## BEGIN
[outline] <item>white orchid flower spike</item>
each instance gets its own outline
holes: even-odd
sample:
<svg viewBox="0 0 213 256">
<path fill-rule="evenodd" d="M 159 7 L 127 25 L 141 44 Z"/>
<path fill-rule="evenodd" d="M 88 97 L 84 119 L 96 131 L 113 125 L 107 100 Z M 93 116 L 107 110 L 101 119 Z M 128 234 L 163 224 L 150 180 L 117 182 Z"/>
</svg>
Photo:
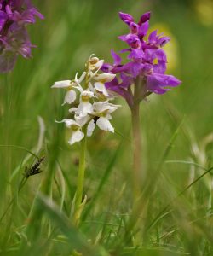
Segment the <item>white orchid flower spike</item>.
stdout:
<svg viewBox="0 0 213 256">
<path fill-rule="evenodd" d="M 67 90 L 62 105 L 72 104 L 68 110 L 71 119 L 65 119 L 58 123 L 65 123 L 71 130 L 70 144 L 81 141 L 85 136 L 90 137 L 95 126 L 114 132 L 110 122 L 111 113 L 120 106 L 109 103 L 109 101 L 114 99 L 114 96 L 107 91 L 105 84 L 113 80 L 116 75 L 100 73 L 103 63 L 103 60 L 92 55 L 79 79 L 77 73 L 73 80 L 55 82 L 52 86 Z M 72 104 L 74 102 L 75 104 Z"/>
<path fill-rule="evenodd" d="M 101 130 L 114 132 L 114 128 L 109 120 L 112 119 L 111 113 L 119 107 L 119 105 L 111 104 L 108 102 L 100 102 L 93 104 L 92 114 L 98 117 L 96 125 Z M 92 119 L 88 125 L 87 136 L 91 136 L 95 128 L 95 124 Z"/>
</svg>

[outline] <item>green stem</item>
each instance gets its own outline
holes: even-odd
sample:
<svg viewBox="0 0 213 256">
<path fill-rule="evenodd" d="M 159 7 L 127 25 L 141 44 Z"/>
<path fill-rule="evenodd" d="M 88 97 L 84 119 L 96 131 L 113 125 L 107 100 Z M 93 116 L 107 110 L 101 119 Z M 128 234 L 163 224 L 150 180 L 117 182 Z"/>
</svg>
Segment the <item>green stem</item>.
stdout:
<svg viewBox="0 0 213 256">
<path fill-rule="evenodd" d="M 81 204 L 83 201 L 83 189 L 84 183 L 84 173 L 85 173 L 85 154 L 86 154 L 86 132 L 84 132 L 85 137 L 81 141 L 81 151 L 79 159 L 79 168 L 77 183 L 77 191 L 75 198 L 75 208 L 74 208 L 74 222 L 78 225 L 80 215 L 81 215 Z"/>
<path fill-rule="evenodd" d="M 140 127 L 140 103 L 131 108 L 132 137 L 133 137 L 133 170 L 132 183 L 134 202 L 141 195 L 141 137 Z"/>
</svg>

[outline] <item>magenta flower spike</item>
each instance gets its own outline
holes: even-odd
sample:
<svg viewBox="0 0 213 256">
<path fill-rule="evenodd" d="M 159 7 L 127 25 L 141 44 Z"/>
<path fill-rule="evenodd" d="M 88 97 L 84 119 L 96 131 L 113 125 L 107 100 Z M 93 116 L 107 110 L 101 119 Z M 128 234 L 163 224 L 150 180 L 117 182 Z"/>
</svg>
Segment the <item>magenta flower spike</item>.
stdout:
<svg viewBox="0 0 213 256">
<path fill-rule="evenodd" d="M 167 57 L 163 47 L 170 38 L 158 34 L 158 31 L 147 34 L 150 15 L 150 12 L 142 15 L 139 22 L 135 22 L 130 15 L 119 13 L 120 19 L 129 27 L 129 33 L 118 38 L 127 44 L 127 48 L 118 54 L 112 50 L 113 63 L 101 67 L 102 71 L 116 74 L 113 80 L 105 84 L 106 90 L 124 98 L 131 110 L 133 205 L 136 204 L 146 184 L 141 165 L 140 103 L 152 93 L 164 94 L 181 84 L 176 77 L 165 73 Z M 123 53 L 127 53 L 124 62 L 121 57 Z"/>
<path fill-rule="evenodd" d="M 17 56 L 32 57 L 27 24 L 43 19 L 30 0 L 0 0 L 0 73 L 14 68 Z"/>
<path fill-rule="evenodd" d="M 130 29 L 128 34 L 118 37 L 128 44 L 127 49 L 120 51 L 120 54 L 129 52 L 128 61 L 122 64 L 121 56 L 112 51 L 113 64 L 105 63 L 101 69 L 117 74 L 117 78 L 106 83 L 106 86 L 107 90 L 123 96 L 132 108 L 132 84 L 141 87 L 137 99 L 141 102 L 151 93 L 165 93 L 170 90 L 170 87 L 179 85 L 181 81 L 165 74 L 167 57 L 162 48 L 170 41 L 170 38 L 158 35 L 158 31 L 153 31 L 145 39 L 149 28 L 150 12 L 142 15 L 138 23 L 129 14 L 120 12 L 119 17 Z M 120 79 L 118 79 L 118 75 Z M 136 84 L 138 79 L 143 84 Z"/>
</svg>

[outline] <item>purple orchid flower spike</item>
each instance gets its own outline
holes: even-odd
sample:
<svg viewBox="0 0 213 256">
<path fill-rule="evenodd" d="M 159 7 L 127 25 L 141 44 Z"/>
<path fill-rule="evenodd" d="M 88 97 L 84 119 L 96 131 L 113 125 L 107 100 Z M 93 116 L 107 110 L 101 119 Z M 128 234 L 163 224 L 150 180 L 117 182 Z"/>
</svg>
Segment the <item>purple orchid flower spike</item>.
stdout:
<svg viewBox="0 0 213 256">
<path fill-rule="evenodd" d="M 106 63 L 101 69 L 117 74 L 117 78 L 106 83 L 106 86 L 122 96 L 130 107 L 133 108 L 132 85 L 140 87 L 141 90 L 137 90 L 137 101 L 141 102 L 151 93 L 165 93 L 170 90 L 168 87 L 177 86 L 181 81 L 172 75 L 165 74 L 167 57 L 162 48 L 170 38 L 163 34 L 158 35 L 158 31 L 155 30 L 149 34 L 147 40 L 144 39 L 147 34 L 151 13 L 142 15 L 138 23 L 129 14 L 120 12 L 119 16 L 130 28 L 128 34 L 118 37 L 129 46 L 120 51 L 121 54 L 130 53 L 128 61 L 122 64 L 121 56 L 112 50 L 113 64 Z M 120 79 L 118 79 L 118 76 Z"/>
<path fill-rule="evenodd" d="M 127 44 L 127 49 L 120 50 L 119 55 L 112 50 L 113 63 L 106 63 L 101 69 L 117 75 L 112 81 L 105 84 L 106 88 L 125 99 L 131 111 L 131 173 L 133 206 L 135 206 L 141 198 L 141 188 L 146 184 L 146 175 L 141 175 L 140 103 L 146 101 L 152 93 L 164 94 L 171 88 L 178 86 L 181 81 L 165 73 L 167 57 L 163 47 L 170 41 L 170 38 L 163 34 L 158 35 L 158 31 L 147 35 L 150 12 L 142 15 L 138 23 L 129 14 L 120 12 L 119 16 L 130 28 L 129 33 L 118 37 Z M 123 53 L 128 53 L 124 61 L 121 58 Z"/>
<path fill-rule="evenodd" d="M 36 16 L 44 19 L 31 0 L 0 1 L 0 73 L 14 68 L 17 56 L 32 57 L 26 25 L 36 22 Z"/>
</svg>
## END
• **Work instructions**: Rewrite the items from the line containing "[outline] <item>purple orchid" through the end of the items, including both ends. Copy the requests and their sample outlines unchanged. In the answers, multiply every viewBox value and path coordinate by 2.1 and round to a whole number, with halves rounding up.

• **Written solution**:
[outline] <item>purple orchid flower spike</item>
each instance gets its own outline
holes: even-odd
sample:
<svg viewBox="0 0 213 256">
<path fill-rule="evenodd" d="M 159 7 L 127 25 L 141 44 Z"/>
<path fill-rule="evenodd" d="M 88 97 L 84 119 L 96 131 L 113 125 L 107 100 Z M 93 116 L 107 110 L 101 119 Z M 128 234 L 163 224 L 150 180 L 117 182 Z"/>
</svg>
Segment the <item>purple orchid flower spike</item>.
stdout:
<svg viewBox="0 0 447 538">
<path fill-rule="evenodd" d="M 223 132 L 212 145 L 246 155 L 246 164 L 223 174 L 223 181 L 256 202 L 273 225 L 279 227 L 277 179 L 294 183 L 296 189 L 288 189 L 288 212 L 296 214 L 317 195 L 347 195 L 357 189 L 353 183 L 372 181 L 380 170 L 361 158 L 347 155 L 351 120 L 340 101 L 357 80 L 342 71 L 332 74 L 332 65 L 326 63 L 313 71 L 309 84 L 302 82 L 309 71 L 317 27 L 298 32 L 290 48 L 271 29 L 252 25 L 250 34 L 273 59 L 269 71 L 248 78 L 271 97 L 252 107 L 254 113 L 273 111 L 269 128 L 256 134 L 254 118 L 235 105 L 237 134 Z M 252 166 L 248 166 L 248 160 Z"/>
<path fill-rule="evenodd" d="M 267 92 L 267 103 L 252 105 L 250 116 L 235 105 L 237 132 L 223 132 L 212 145 L 246 158 L 235 170 L 221 176 L 223 185 L 263 208 L 275 233 L 275 363 L 279 433 L 284 433 L 296 416 L 296 395 L 307 386 L 307 368 L 296 368 L 294 216 L 307 212 L 319 195 L 344 197 L 359 185 L 374 181 L 380 170 L 347 153 L 351 120 L 342 99 L 357 86 L 357 80 L 342 71 L 332 74 L 332 65 L 309 74 L 315 25 L 298 32 L 290 48 L 271 29 L 252 25 L 250 34 L 273 59 L 271 69 L 248 78 Z M 258 111 L 269 111 L 260 128 L 254 122 Z"/>
<path fill-rule="evenodd" d="M 76 34 L 92 40 L 65 0 L 0 2 L 0 153 L 29 143 L 36 118 L 67 120 L 55 53 L 76 46 Z"/>
</svg>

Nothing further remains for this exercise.